**Challenge a**
Quote the passage on race and racism word for word, starting at "That is largely" and ending at "privileged white domination.".

**Passage given**
Start
Histories of Race and Racism: The Andes and Mesoamerica from Colonial Times to the Present
Edited by Laura Gotkowitz
2012, Duke University Press
400 pages
IF RACE has offered a tool both of colonial power and the capitalist domination that it has given rise to in the Americas as well as of recurrent efforts to forge community in conflict with dominant groups, it remains a highly complex instrument that is poorly understood.
That is largely because any effort to subordinate the notion of race to promote a form of class-based or political universalism – the multiethnic coalition beloved of social or progressive democracy – is often based precisely on the marginalization of racial identity that has for so long privileged white domination.
If it is possible to draw a simple set of global lessons from the study of race and racism everywhere, it is that capitalism has used racism to justify conquest, plunder and slavery as well as to divide and rule. Therein lies the difficulty and danger facing indigenous peoples in the Americas, who have recurrently embraced identity as a mobilising force in their pursuit of greater political and economic rights – for just as race can serve to unify, simultaneously it can be used to divide. It is this feature of the idea of race that has always served to place its use as a category of analysis in question.
End
**Challenge b**
Print the entries below word for word, starting at their first line and ending at the line that contains "point(653, 369)", with both of those lines included.

**Material for this task**
Start
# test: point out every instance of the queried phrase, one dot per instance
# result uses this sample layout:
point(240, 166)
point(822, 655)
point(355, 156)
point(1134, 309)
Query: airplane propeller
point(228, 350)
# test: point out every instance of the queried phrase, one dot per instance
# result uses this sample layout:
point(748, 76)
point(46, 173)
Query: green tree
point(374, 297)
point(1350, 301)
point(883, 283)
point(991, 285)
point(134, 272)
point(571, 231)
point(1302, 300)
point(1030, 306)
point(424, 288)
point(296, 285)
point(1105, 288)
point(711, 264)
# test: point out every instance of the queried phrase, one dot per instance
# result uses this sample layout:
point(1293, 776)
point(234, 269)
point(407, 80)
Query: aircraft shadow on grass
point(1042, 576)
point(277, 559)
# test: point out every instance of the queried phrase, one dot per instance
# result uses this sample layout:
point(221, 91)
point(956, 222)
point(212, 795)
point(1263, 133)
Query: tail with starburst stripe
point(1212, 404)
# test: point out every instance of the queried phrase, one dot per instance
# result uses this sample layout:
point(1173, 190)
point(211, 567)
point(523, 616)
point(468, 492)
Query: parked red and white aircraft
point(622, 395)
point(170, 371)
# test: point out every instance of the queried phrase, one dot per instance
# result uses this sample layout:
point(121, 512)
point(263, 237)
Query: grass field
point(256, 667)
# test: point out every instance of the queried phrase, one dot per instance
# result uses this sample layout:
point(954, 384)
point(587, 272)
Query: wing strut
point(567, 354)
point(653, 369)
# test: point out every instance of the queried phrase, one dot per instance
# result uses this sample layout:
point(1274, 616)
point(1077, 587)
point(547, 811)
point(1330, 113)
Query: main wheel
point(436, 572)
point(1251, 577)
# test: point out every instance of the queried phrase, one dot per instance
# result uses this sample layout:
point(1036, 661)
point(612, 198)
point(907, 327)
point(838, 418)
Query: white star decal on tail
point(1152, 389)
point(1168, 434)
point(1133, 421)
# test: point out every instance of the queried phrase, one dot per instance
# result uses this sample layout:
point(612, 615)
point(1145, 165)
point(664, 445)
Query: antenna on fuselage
End
**Task solution a**
That is largely because any effort to subordinate the notion of race to promote a form of class-based or political universalism – the multiethnic coalition beloved of social or progressive democracy – is often based precisely on the marginalization of racial identity that has for so long privileged white domination.

**Task solution b**
# test: point out every instance of the queried phrase, one dot per instance
# result uses this sample layout:
point(240, 166)
point(822, 655)
point(355, 156)
point(1134, 309)
Query: airplane propeller
point(228, 350)
# test: point out every instance of the queried phrase, one dot per instance
# result uses this sample layout:
point(748, 76)
point(46, 173)
Query: green tree
point(374, 297)
point(1350, 301)
point(883, 283)
point(991, 285)
point(134, 272)
point(571, 231)
point(1302, 300)
point(1030, 306)
point(424, 288)
point(296, 285)
point(1105, 288)
point(711, 264)
# test: point out every instance of the queried phrase, one dot per instance
# result uses this sample layout:
point(1293, 776)
point(234, 269)
point(407, 80)
Query: aircraft shadow on grass
point(1042, 576)
point(277, 559)
# test: point out every instance of the queried phrase, one dot per instance
# result uses this sample layout:
point(221, 91)
point(956, 222)
point(212, 795)
point(1263, 133)
Query: tail with starburst stripe
point(1212, 404)
# test: point out every instance of the queried phrase, one dot per instance
# result uses this sample layout:
point(1173, 190)
point(211, 567)
point(523, 616)
point(468, 492)
Query: parked red and white aircraft
point(622, 395)
point(170, 371)
# test: point out every instance of the queried phrase, one dot per instance
# result uses this sample layout:
point(121, 512)
point(263, 237)
Query: grass field
point(256, 667)
# test: point out every instance of the queried phrase, one dot per instance
# result uses this sample layout:
point(954, 384)
point(587, 272)
Query: wing strut
point(567, 354)
point(653, 369)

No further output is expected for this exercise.